**Page**
________________________

Is Your Job Predictable? Immigrants Aren’t Coming for Your Job, *Robots* Are

Is Your Job Predictable? Immigrants Aren’t Coming for Your Job, *Robots* Are March 28, 2018

There is a lot of xenophobic fearmongering these days about immigration. But as the saying goes, “Immigrants aren’t coming for your jobs, robots are.” Robots, equipped with increasingly sophisticated Artificial Intelligence, are rapidly becoming competent in a widening array of fields.

Martin Ford, in his important book Rise of the Robots: Technology and the Threat of a Jobless Future (2015), invites his readers to reflect on a thought experiment in which robots of the near future are reimagined as an alien invasion. Unlike in the movies, these robot aliens “have not come to conquer us, or to extract our resources, or even to meet our leader. The aliens, it turns out, have come to work.” And not only do they want to work, they are also good at it. Each of these alien robots are “highly intelligent and capable of learning language, solving problems, and even exhibiting creativity.” And once they master a skill, they work tirelessly, need little repairs or time-off, and can be replicated at increasingly cheap rates (194-196).

If robots do eventually take over most—or essentially all—of the jobs currently done by humans, then what are we humans going to do for money? One option is some sort of government-sponsored “jobs program” in which jobs that robots could do much more cheaply and efficiently are instead reserved for humans. This possibility was famously skewered in the 1960s by the late Milton Friedman (1912-2006), a Nobel Prize-winning economist who has been called the “second-most popular economist of the twentieth century.” (If you’re curious, number one was John Maynard Keynes.”):

While consulting with the government of a developing Asian nation, Friedman was taken to a large-scale public works project, where he was surprised to see large numbers of workers wielding shovels, but very few bulldozers, tractors, or other heavy earth-moving equipment…. Friedman asked, “So then, why not give the workers spoons instead of shovels?” (ix)

After all, spoons are also a technology that makes work less labor-intensive for humans. If the only reason to not use a bulldozer is a belief that workers must do some sort of labor to give their lives meaning and justify paying them, why not just let them use their hands? For that matter, why not make them “do the Hokey-Pokey and turn themselves around” for eight hours before punching the clock, if a robot can come in behind them and do their job many times faster?

The economy is more complicated than that, of course. As we heard at the end of the spoken meditation, “A worker is also a consumer…. When a worker is replaced by a machine, that machine does not go out and consume.” So if machines take all our jobs, who is going to have enough spare wages or wealth to buy stuff to power the economy? One response worth considering could be to restructure our economy. As the saying goes, “Never let a crisis go to waste.” A crisis can be an opportunity to do things differently (xviii).

And history tells us that similar crises have happened in the pas, although these crises certainly not always resulted in more equitable job access for all:

The mechanization of agriculture vaporized millions of jobs and drove crowds of unemployed farmhands into cities in search of factory work. Later, automation and globalization pushed workers out of the manufacturing sector and into new service jobs…. What’s more, those new jobs were often better than earlier counterparts, requiring upgraded skills and offering better wages. (ix-x)

________________________

**Exercise set**
1) Decide whether each statement below agrees with the essay on robots and jobs, answering yes or no and quoting the deciding words of the essay. (a) Martin Ford's book appeared in 2015. (b) At the public works project, Friedman saw many bulldozers in use. (c) The essay says Friedman has been called the most popular economist of the twentieth century.
2) Write the next few paragraphs of the essay on robots and jobs, starting right after its final quoted passage.

(Spatial annotation records)
________________________

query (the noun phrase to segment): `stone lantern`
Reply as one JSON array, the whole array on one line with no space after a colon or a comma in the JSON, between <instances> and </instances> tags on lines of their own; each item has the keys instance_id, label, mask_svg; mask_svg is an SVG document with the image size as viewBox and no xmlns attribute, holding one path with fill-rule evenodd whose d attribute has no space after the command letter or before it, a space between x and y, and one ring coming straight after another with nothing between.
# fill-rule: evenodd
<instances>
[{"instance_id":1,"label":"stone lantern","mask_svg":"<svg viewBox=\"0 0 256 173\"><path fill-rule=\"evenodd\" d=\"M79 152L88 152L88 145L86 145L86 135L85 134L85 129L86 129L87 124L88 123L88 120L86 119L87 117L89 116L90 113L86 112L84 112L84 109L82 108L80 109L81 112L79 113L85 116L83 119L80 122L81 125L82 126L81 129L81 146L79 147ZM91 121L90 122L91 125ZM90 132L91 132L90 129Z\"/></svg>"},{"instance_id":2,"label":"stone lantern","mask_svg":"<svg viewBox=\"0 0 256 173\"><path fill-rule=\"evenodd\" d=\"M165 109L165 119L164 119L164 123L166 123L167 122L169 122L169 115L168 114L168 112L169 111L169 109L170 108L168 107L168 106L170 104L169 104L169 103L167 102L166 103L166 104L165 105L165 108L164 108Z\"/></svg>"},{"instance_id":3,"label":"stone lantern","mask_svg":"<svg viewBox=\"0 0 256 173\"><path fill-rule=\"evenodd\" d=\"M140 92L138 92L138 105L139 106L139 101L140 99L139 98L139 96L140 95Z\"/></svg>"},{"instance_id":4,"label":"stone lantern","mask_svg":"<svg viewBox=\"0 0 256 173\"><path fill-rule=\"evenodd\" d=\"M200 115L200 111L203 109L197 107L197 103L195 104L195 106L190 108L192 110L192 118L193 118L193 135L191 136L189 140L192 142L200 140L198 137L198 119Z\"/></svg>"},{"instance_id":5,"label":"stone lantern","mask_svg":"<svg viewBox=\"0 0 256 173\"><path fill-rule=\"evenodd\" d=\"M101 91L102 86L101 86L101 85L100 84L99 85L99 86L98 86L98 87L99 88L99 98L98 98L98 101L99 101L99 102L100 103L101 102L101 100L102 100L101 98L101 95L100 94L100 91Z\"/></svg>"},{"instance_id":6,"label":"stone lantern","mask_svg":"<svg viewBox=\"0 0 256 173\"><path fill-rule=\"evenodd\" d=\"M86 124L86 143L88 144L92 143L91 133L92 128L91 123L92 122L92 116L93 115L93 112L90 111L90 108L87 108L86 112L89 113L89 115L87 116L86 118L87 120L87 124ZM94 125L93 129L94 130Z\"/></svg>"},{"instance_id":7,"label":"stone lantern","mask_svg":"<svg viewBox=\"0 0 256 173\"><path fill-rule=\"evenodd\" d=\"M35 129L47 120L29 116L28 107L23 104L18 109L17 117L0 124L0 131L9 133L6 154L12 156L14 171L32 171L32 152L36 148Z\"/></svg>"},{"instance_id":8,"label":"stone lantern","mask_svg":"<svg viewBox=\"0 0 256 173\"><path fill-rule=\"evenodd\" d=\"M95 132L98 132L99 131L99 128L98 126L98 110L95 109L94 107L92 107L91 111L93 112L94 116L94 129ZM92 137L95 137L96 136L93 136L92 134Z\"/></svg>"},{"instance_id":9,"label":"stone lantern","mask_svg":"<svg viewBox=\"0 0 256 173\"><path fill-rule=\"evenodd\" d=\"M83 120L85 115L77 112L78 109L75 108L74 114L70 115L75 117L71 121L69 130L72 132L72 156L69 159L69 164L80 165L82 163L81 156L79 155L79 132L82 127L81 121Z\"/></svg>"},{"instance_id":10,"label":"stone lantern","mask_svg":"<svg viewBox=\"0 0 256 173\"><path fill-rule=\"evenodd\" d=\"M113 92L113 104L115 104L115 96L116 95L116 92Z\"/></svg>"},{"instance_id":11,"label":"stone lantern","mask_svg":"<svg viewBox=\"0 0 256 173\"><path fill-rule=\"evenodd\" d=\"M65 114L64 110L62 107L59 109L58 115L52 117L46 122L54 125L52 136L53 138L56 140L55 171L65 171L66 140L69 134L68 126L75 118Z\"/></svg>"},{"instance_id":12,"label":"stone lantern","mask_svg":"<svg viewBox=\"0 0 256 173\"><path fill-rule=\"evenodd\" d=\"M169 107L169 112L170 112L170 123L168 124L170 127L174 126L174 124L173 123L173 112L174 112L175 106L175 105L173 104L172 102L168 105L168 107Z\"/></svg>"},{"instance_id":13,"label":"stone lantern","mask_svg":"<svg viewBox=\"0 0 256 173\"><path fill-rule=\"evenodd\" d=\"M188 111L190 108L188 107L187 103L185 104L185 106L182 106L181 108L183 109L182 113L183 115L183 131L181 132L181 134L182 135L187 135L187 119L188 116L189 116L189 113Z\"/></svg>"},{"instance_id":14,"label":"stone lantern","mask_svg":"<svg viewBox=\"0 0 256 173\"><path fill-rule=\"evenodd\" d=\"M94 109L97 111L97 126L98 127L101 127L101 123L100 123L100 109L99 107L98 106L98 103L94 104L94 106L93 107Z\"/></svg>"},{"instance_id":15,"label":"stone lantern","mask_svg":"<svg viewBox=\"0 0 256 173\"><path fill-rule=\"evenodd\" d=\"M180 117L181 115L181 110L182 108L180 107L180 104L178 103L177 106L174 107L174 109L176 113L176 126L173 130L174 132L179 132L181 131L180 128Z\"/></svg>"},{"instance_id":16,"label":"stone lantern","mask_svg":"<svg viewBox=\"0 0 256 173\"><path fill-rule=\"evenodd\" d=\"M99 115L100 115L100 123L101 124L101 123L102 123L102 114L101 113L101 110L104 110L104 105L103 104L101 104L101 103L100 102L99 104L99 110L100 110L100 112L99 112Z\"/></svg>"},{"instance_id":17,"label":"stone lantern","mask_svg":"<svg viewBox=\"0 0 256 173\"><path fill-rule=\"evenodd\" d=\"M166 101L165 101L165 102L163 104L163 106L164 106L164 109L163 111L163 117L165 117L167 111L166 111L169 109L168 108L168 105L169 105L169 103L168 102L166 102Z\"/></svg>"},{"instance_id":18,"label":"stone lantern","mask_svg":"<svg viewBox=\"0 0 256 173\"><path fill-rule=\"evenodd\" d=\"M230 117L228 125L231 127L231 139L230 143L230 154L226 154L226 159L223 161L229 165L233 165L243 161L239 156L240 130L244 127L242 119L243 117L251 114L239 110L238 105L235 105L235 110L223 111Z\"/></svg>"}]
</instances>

________________________

**Answers provided**
1)
(a) Yes: "Rise of the Robots: Technology and the Threat of a Jobless Future (2015)"
(b) No: "very few bulldozers, tractors, or other heavy earth-moving equipment"
(c) No: "who has been called the “second-most popular economist of the twentieth century.”"

2)
Describing jobs as “better” is admittedly a subjective evaluation, and there were also many workers displaced and sometimes unable to access one of these new jobs. In light of this history, we need to have a serious reckoning about how hard we should fight to protect the jobs that robots might take away. Would more leisure time be so terrible? To quote another economist, this time the late John Kenneth Galbraith (1908 – 2006): “Leisure is a peculiar thing. Leisure is [often seen as] very good for the rich, quite good for Harvard professors—and very bad for the poor” (48).

As to how much any one of us should be concerned about the “rise of the robots,” there was an article in The New York Times earlier this month that summed up the current situation: Most Americans See Artificial Intelligence as a Threat to Jobs (Just Not Theirs).” So—almost all of us continue to regularly use early stage Artificial Intelligence devices (navigation apps, streaming services, smartphone personal assistances, and other smart home devices) that are collecting all the data about human behavior that will make the next generation of AI possible. And the possibilities keep growing—or should I say metastasizing?!—exponentially from there.

Indeed, Kevin Kelly (1952-), the founding Executive Editor of Wired magazine, has outlined the Seven Stages of Denial related to having your job replaced by a robot. A little time passes between each stage, during which the robot’s AI rapidly improves its performance capabilities:

  1. A robot/computer cannot possibly do the tasks I do. [Time passes]

  2. OK, it can do a lot of those tasks, but it can’t do everything I do. [Time passes]

  3. Ok, it can do everything I do, except it needs me when it breaks down, which is often. [Time passes]

  4. OK, it operates flawlessly on routine stuff, but I need to train it for new tasks. [Time passes]

  5. OK, Ok, it can have my old boring job, because it’s obvious that was not a job that humans were meant to do. [Time passes]

  6. Wow, now that robots are doing my old job, my new job is much more interesting and pays more! [Time passes]

  7. I am so glad a robot/computer cannot possibility do what I do now. (59-60)

At this point you’ve slipped into denial again, so go back to stage one and repeat until enough time passes that a robot can now do your new job too!

One of the biggest misconceptions is that robots are only coming for so-called “blue collar” jobs. But it is not only “routine” and “repetitive” jobs that are in the crosshairs of AI-empowered robots. Increasingly sophisticated algorithms have shown us that the key word for determining whether your job is under threat is whether it is predictable:

Could another person learn to do your job by studying a detailed record of everything you’ve done in the past? Or could someone become proficient by repeating the tasks you’ve already completed, in the way that a student might take a practice test to prepare for an exam? (xiv-xv)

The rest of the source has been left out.